_SUPPLIED RECORDS_
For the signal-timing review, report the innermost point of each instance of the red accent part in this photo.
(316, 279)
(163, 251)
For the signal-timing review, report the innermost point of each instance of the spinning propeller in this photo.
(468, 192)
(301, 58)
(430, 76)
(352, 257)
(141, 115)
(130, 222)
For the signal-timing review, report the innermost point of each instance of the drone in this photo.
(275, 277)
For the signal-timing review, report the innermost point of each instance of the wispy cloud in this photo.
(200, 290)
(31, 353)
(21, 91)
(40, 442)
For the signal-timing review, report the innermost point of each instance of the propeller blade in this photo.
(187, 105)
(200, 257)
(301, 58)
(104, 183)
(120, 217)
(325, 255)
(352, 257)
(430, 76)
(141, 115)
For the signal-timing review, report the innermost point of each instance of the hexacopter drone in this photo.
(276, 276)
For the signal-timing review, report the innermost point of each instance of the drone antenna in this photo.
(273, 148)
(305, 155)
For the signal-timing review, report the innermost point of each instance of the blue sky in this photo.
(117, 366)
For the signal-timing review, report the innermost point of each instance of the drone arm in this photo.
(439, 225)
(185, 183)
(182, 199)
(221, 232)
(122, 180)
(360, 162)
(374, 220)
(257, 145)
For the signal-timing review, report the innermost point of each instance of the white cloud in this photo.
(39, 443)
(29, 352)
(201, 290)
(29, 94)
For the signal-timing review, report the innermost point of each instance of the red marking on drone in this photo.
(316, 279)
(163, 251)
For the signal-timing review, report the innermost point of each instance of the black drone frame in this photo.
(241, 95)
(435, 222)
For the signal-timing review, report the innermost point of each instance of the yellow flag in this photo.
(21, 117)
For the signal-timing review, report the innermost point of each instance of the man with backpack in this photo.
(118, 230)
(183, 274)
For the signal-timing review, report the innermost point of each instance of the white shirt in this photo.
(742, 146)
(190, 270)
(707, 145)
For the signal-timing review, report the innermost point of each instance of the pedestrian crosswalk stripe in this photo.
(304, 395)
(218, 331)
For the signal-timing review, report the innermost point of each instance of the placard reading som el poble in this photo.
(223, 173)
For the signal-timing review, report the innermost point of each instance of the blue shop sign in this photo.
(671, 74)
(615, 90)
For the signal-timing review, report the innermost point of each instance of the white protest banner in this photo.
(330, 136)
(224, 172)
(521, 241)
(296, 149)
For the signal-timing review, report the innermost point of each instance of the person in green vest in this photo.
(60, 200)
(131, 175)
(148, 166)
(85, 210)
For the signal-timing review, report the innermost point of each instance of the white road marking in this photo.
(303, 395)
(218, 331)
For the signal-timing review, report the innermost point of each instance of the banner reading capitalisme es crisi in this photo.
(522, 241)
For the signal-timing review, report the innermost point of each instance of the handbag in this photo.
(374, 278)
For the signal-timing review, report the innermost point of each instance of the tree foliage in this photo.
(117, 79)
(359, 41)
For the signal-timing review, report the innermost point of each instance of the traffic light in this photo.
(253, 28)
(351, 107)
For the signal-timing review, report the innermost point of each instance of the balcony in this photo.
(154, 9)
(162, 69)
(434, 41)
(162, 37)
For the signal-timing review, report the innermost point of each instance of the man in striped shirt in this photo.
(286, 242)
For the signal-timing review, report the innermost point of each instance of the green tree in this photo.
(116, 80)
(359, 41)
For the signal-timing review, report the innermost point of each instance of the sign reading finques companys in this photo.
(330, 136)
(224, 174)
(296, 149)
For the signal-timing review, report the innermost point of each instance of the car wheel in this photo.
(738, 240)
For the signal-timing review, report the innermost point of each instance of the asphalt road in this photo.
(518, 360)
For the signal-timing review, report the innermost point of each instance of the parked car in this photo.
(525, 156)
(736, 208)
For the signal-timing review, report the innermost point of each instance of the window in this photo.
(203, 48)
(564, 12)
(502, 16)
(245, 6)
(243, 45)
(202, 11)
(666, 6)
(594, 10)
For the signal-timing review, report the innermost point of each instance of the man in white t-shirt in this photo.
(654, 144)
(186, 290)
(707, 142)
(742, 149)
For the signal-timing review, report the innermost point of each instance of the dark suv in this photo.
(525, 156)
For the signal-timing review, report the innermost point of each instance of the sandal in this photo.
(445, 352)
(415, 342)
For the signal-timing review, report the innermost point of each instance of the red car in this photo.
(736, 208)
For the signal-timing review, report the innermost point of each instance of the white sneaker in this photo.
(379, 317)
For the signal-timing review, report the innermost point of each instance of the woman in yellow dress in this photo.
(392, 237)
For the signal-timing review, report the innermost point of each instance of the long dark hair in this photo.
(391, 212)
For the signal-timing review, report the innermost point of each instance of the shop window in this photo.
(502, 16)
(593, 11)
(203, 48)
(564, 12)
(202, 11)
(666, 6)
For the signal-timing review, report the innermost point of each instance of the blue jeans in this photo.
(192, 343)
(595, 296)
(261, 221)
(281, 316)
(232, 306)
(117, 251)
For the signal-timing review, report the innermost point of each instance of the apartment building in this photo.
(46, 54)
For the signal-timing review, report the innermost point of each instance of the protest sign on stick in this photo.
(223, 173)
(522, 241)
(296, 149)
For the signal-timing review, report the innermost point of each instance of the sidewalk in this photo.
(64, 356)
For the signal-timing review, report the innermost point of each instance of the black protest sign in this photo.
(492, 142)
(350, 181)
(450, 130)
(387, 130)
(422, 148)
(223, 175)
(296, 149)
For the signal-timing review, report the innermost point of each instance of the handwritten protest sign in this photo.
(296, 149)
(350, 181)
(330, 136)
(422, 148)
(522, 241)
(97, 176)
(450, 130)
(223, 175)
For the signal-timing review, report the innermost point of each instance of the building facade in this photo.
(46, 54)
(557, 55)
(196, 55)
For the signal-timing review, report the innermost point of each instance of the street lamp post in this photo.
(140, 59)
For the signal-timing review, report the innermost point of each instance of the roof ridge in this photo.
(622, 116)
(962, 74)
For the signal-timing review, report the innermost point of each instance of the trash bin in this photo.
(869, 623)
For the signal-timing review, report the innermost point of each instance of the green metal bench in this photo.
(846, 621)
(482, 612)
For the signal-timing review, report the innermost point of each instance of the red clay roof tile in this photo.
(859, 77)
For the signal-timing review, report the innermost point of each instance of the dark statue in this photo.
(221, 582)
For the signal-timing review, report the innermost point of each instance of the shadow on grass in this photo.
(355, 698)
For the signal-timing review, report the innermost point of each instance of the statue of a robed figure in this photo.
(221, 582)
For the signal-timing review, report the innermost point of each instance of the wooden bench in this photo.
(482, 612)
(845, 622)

_WHAT TO WORK ON_
Reproduce verbatim the lines of the material that start at the line containing "wooden bench in this photo." and run through the end of the material, including both the first and the last line.

_EXERCISE OUTPUT_
For the signal-timing review, report the innermost point of each instance of the wooden bench in this photo.
(482, 612)
(845, 622)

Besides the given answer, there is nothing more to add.